▶ [Source excerpt]:
————————

- Born: 12 December 1985 (age 40) Kuala Lumpur, Malaysia
- Modeling information
- Height: 5 ft 7 in (1.70 m)
- Eye color: Brownish

Chinese name
- Traditional Chinese: 李詩琪
- Simplified Chinese: 李诗琪
- Hanyu Pinyin: Lí Sīqī
- Yale Romanization: Lèih Sī-kèih
- Jyutping: Lei5 Si1 Kei4
- Hokkien POJ: Lí Si-kî
- Website: www.carrielee.com.my

= Carrie Lee Sze Kei =

Malaysian actress, model, and businesswoman

Carrie Lee Sze Kei (李诗琪 (李詩琪, Lí Si-kî, Lei5 Si1 Kei4); born 12 December 1985) is a Malaysian actress, model, and businesswoman. She won the Miss Chinese Cosmos beauty pageant in Hong Kong in 2004.

==Early life and career==
Lee was born in Kuala Lumpur, Malaysia. She is a third generation Malaysian Chinese. Describing her own personality, she stated that she rarely cried as a child. She did her education at SMK Segambut Jaya in Segambut, Kuala Lumpur, and represented the Federal Territory in handball. During her school days, she was known as a tomboy, an image which she later chose to shed.

————————

▶ [Exercise instructions]:
a) According to the profile, which school did Lee attend?
b) Rewrite the listing as a Markdown table with the columns Row and Listing line. Start with its first line, go on through the line with "[[289, 287, 409, 401]]", and leave out blank lines.
The profile above and the listing below come from unrelated sources.

Collection entries
————————

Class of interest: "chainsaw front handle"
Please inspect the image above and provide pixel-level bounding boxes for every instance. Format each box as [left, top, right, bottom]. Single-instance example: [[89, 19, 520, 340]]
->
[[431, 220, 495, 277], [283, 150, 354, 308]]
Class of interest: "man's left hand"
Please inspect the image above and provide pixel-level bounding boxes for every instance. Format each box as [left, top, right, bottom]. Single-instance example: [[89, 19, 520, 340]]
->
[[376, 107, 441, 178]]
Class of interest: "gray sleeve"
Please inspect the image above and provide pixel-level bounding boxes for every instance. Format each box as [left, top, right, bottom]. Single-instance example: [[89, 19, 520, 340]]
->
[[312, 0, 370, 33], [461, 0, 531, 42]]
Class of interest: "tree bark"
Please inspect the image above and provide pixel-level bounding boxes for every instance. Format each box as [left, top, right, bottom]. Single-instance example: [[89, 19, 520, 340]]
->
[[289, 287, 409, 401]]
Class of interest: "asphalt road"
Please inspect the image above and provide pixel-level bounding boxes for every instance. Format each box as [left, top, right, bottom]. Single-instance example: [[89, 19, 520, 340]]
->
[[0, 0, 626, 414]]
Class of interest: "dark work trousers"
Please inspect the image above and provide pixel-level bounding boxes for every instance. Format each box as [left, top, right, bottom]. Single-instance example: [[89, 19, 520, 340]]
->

————————

▶ [Exercise solutions]:
a) SMK Segambut Jaya in Segambut, Kuala Lumpur.

b)
| Row | Listing line |
|---|---|
| 1 | Class of interest: "chainsaw front handle" |
| 2 | Please inspect the image above and provide pixel-level bounding boxes for every instance. Format each box as [left, top, right, bottom]. Single-instance example: [[89, 19, 520, 340]] |
| 3 | -> |
| 4 | [[431, 220, 495, 277], [283, 150, 354, 308]] |
| 5 | Class of interest: "man's left hand" |
| 6 | Please inspect the image above and provide pixel-level bounding boxes for every instance. Format each box as [left, top, right, bottom]. Single-instance example: [[89, 19, 520, 340]] |
| 7 | -> |
| 8 | [[376, 107, 441, 178]] |
| 9 | Class of interest: "gray sleeve" |
| 10 | Please inspect the image above and provide pixel-level bounding boxes for every instance. Format each box as [left, top, right, bottom]. Single-instance example: [[89, 19, 520, 340]] |
| 11 | -> |
| 12 | [[312, 0, 370, 33], [461, 0, 531, 42]] |
| 13 | Class of interest: "tree bark" |
| 14 | Please inspect the image above and provide pixel-level bounding boxes for every instance. Format each box as [left, top, right, bottom]. Single-instance example: [[89, 19, 520, 340]] |
| 15 | -> |
| 16 | [[289, 287, 409, 401]] |